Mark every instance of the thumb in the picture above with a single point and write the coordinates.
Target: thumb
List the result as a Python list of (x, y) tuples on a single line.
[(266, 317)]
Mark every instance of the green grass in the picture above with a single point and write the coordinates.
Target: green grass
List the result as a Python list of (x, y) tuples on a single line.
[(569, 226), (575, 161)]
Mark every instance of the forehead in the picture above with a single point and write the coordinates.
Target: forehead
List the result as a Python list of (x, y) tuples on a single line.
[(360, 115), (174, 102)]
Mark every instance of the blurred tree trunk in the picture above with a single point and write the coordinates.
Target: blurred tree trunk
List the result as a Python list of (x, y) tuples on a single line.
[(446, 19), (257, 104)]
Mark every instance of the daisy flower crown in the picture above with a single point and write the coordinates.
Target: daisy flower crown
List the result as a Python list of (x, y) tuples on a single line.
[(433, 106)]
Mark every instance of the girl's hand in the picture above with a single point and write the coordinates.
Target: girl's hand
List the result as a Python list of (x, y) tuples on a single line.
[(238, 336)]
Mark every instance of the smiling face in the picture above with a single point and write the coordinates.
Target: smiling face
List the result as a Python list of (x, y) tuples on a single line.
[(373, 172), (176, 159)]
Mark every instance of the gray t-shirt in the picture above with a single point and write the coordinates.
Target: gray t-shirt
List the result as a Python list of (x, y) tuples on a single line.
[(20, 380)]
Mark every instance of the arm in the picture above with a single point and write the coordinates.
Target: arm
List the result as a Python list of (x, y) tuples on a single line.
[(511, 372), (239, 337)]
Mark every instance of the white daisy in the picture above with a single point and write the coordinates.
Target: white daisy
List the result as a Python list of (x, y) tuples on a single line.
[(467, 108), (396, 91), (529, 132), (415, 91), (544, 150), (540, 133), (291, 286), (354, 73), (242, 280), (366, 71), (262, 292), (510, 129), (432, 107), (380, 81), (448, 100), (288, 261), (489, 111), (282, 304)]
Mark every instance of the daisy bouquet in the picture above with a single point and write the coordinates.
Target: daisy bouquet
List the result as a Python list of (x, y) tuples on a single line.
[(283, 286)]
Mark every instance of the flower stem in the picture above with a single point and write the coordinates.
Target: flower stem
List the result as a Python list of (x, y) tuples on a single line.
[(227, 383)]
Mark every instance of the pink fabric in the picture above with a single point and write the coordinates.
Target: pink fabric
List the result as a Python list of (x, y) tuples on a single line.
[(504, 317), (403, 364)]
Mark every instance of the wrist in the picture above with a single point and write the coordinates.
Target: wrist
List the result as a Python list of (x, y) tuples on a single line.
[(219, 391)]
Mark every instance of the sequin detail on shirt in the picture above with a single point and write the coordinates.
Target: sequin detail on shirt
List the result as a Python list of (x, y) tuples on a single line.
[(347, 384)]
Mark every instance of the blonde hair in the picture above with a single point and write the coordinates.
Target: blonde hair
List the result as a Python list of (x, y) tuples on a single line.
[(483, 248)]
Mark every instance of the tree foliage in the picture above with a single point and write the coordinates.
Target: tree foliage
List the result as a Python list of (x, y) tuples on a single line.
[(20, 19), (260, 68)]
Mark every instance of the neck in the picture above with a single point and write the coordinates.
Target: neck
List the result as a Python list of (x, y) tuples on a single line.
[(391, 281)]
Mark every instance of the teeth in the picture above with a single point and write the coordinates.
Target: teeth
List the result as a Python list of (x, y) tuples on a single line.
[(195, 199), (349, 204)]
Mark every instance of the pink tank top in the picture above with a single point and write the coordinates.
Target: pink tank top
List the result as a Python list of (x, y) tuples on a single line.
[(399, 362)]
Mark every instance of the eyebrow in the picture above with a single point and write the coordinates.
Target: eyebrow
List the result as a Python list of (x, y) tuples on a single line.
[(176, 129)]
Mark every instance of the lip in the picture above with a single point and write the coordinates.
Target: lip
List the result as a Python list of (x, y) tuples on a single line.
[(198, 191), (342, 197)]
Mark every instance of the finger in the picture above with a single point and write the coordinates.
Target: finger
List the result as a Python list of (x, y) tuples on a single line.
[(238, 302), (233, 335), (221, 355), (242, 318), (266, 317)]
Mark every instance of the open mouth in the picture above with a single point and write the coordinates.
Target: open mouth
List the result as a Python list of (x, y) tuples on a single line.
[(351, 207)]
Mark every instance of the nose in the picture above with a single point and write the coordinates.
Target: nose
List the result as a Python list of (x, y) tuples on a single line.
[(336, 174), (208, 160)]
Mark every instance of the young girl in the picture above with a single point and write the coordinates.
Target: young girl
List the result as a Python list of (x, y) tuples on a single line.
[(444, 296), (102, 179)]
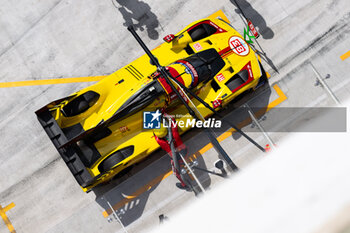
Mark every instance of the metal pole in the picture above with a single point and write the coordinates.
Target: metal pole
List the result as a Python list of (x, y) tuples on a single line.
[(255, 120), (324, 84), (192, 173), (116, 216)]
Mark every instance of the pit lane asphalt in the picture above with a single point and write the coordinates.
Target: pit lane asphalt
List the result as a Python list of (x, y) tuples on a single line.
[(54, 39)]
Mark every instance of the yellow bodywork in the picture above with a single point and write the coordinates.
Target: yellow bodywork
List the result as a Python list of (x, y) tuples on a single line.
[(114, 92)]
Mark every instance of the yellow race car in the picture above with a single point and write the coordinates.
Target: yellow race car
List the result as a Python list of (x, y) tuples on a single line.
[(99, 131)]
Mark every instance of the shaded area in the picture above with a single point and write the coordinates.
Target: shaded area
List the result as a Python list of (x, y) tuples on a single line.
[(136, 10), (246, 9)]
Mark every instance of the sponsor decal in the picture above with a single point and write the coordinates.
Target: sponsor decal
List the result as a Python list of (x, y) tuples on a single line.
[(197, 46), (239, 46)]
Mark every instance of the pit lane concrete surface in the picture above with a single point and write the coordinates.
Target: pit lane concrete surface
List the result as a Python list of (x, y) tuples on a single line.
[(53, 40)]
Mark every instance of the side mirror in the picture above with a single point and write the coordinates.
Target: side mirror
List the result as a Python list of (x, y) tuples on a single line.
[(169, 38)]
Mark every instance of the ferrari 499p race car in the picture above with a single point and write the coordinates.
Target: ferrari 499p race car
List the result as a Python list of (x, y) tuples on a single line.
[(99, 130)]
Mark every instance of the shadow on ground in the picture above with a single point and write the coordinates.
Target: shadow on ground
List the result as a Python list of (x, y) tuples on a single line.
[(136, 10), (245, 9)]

────

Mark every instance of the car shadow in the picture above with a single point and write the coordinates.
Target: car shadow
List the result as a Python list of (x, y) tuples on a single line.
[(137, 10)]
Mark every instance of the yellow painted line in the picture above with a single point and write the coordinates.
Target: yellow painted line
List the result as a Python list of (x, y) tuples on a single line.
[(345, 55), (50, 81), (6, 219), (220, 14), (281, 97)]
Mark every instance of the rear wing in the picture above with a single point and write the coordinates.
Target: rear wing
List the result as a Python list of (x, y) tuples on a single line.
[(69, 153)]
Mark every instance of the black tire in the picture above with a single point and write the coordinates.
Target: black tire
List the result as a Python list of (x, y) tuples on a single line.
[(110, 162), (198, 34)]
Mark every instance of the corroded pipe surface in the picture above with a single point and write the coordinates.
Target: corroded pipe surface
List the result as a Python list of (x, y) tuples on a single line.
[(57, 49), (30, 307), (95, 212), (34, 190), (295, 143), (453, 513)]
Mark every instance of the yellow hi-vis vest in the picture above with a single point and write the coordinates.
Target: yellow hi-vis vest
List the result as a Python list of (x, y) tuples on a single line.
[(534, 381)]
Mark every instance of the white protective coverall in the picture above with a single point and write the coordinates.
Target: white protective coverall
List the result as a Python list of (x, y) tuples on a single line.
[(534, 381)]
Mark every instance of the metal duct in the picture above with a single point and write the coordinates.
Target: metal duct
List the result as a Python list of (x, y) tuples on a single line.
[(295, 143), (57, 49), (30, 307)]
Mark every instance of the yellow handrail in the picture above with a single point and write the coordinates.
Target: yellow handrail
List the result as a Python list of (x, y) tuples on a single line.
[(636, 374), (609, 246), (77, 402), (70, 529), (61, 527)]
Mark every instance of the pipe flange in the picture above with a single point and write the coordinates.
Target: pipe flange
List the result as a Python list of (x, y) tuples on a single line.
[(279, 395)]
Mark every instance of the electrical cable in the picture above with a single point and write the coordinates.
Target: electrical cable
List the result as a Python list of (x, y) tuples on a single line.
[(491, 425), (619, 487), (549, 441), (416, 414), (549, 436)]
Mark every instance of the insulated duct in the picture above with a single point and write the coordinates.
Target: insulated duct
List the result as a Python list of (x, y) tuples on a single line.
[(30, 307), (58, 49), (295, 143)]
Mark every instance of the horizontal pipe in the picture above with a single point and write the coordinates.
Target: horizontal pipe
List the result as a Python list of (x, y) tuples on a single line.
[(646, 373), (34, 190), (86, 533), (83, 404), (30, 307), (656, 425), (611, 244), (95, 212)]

────

## WRITTEN PROBLEM
Please format the entries above as a numbered list, beginning at the line that contains "Mark every instance of the yellow painted" and stopping after the line that contains "[(636, 374), (609, 246), (77, 402), (70, 529), (61, 527)]". Leave out any blank lines.

## FULL RESPONSE
1. Mark every instance of the yellow painted line in the picture above with a single point and write the coordinates.
2. Target: yellow painted line
3. List the result as a Python list of (x, y) tuples on a single line.
4. [(345, 55), (50, 81), (6, 219), (220, 14), (281, 97)]
5. Mark every instance of the rear wing in the picture above with a single point and write the coordinates.
6. Target: rear wing
7. List the result as a Python list of (x, y) tuples on a single line.
8. [(69, 153)]
9. Mark every instance of the black tire in the picture above with a single point and write the coordinates.
10. Target: black tire
11. List the result as a Python list of (x, y) tuples on a single line.
12. [(110, 162), (198, 34)]
13. Mark every instance of the corroded pipe surface in the picture above with a single point and write the coordinates.
14. Target: corroded pipe surface
15. List the result as a Python list of (x, y) tuples on a single line.
16. [(57, 49), (30, 307), (95, 212), (34, 190), (295, 143), (453, 513)]
17. Mark every instance of the yellow hi-vis vest in the picture above with a single point and write the coordinates.
18. Target: yellow hi-vis vest
19. List the result as a Python list of (x, y) tuples on a single line.
20. [(534, 381)]
21. Mark every instance of the white protective coverall in the picture above with a single point and write the coordinates.
22. Target: white protective coverall
23. List the result as a Python list of (x, y) tuples on a single line.
24. [(534, 381)]
25. Mark every instance of the metal duct in the picture above with a single point and write the coordinates.
26. Target: metal duct
27. List the result as a Python list of (x, y) tuples on a single line.
28. [(295, 143), (57, 49), (30, 307)]
29. Mark every instance of the yellow handrail in the picture above with a single point and write the coordinates.
30. Target: yellow handrail
31. List the result as a Python list of (x, y) tuples on a single line.
32. [(636, 374), (609, 246), (77, 402), (70, 529), (61, 527)]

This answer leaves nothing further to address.